Exercise description: An exact repetition of every entry, with no images, is the required answer.

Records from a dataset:
•••••

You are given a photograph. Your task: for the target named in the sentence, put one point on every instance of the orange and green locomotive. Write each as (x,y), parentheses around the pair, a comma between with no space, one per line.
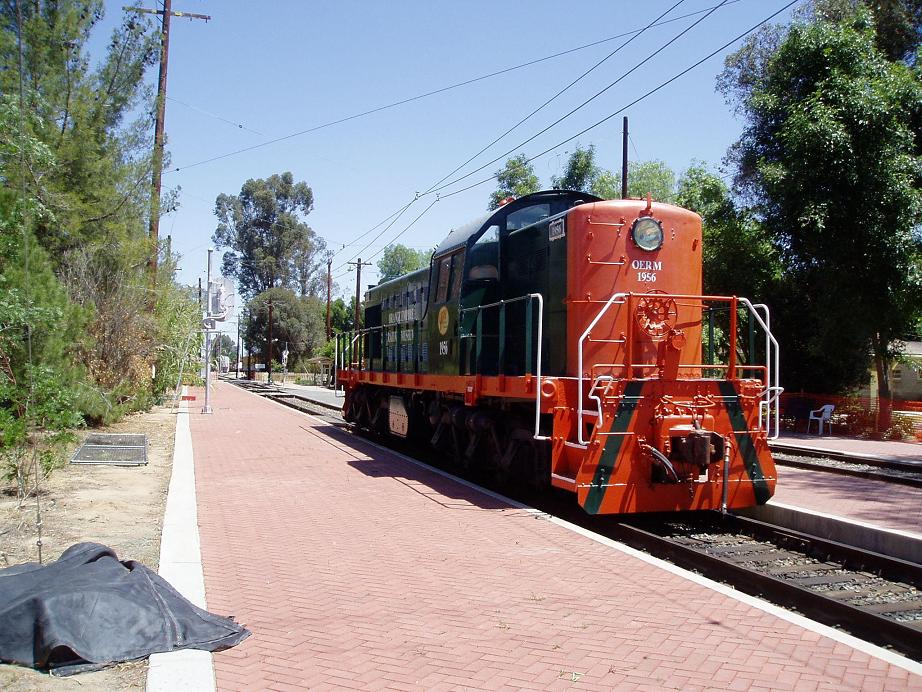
(564,340)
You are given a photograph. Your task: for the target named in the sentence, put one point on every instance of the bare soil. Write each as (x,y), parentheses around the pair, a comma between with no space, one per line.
(119,506)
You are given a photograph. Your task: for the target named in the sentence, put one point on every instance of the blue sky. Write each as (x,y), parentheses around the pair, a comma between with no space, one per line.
(280,67)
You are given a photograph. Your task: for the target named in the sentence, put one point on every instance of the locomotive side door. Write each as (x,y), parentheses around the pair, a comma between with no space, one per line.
(444,291)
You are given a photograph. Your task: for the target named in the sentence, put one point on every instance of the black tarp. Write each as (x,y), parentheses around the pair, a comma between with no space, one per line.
(87,610)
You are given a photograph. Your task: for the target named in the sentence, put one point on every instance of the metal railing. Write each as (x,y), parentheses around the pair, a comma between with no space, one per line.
(769,419)
(530,349)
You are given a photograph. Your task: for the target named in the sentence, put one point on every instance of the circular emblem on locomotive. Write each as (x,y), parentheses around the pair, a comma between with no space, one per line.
(443,320)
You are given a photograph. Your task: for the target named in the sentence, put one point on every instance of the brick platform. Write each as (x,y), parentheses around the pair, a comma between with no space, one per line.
(356,569)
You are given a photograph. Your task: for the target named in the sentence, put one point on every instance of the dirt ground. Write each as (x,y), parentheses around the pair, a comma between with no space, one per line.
(119,506)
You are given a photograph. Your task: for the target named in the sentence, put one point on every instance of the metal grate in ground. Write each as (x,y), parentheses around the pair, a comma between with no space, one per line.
(123,449)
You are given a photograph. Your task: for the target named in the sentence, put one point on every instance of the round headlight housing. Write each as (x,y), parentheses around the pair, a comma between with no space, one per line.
(647,233)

•••••

Written answer:
You are given a photograph. Your task: for the target named in the sentence, put one point on every instance of the orange and green locomotive. Write each as (x,y), parentheses around the pair, a comma between with no space, one per line.
(564,340)
You are given a photograph. Your task: for the target named in the sentence, put one point on every instance of the bare soil. Write each as (x,y), parentheses around the pair, a comma between with no space, one per line.
(119,506)
You are given a photograph. Your task: for the target named in the sentence, put one point on every instance of the blue sky. Write each as (x,y), parentheses around the pair, a comma between with no space, one per line.
(280,67)
You are given a photograph. Your task: for the target named in the sentence, put one point on every instance of the locomotive side door. Write each as (x,y), parentheses around the pair, a comma between with no space, one per line.
(444,291)
You are given a photograph. Your task: for the target named in the sentence, put one point on every instance of the black tarp. Write each as (x,y), parentheses around the pair, a comma between with no space, one per line.
(87,610)
You are given a photograph. Your task: for the target named in the sentence, put one point on every instance of the metal railing. Write each as (x,y), parentheses around the pair, a comma between with no space, one per line.
(769,419)
(530,349)
You are given a photograph. Your task: for the target named in the sentence, put one point on every instance of the circular emblem on locomotive. Write each as (x,y), parentheses around the pair, a comma between with no space, one per line.
(443,320)
You are given a photograph. Your task: for the target named in the sentence, put one point on every instance of the brick platform. Write each as (x,y), parentheses around the pair, a comma between with no space, one per line.
(356,569)
You are given a photograph. Your task: for the target named in the sentence, put one point on every instance of the dirt ground. Write each as (x,y), parentheses around the pair, a comma between with no space, one per line.
(119,506)
You are given a photograph. Your task: for the target named in the sentence, put one point on every instance of the metal grate in ground. Write each as (x,y), parentheses around the pair, a comma between with no space, one per line.
(123,449)
You are given a photograph. Your task: for the target named in the sentence, put one point on every instance of the round headlight housing. Write each as (x,y), parentheses around the pair, a comma between with no space, one per line.
(647,233)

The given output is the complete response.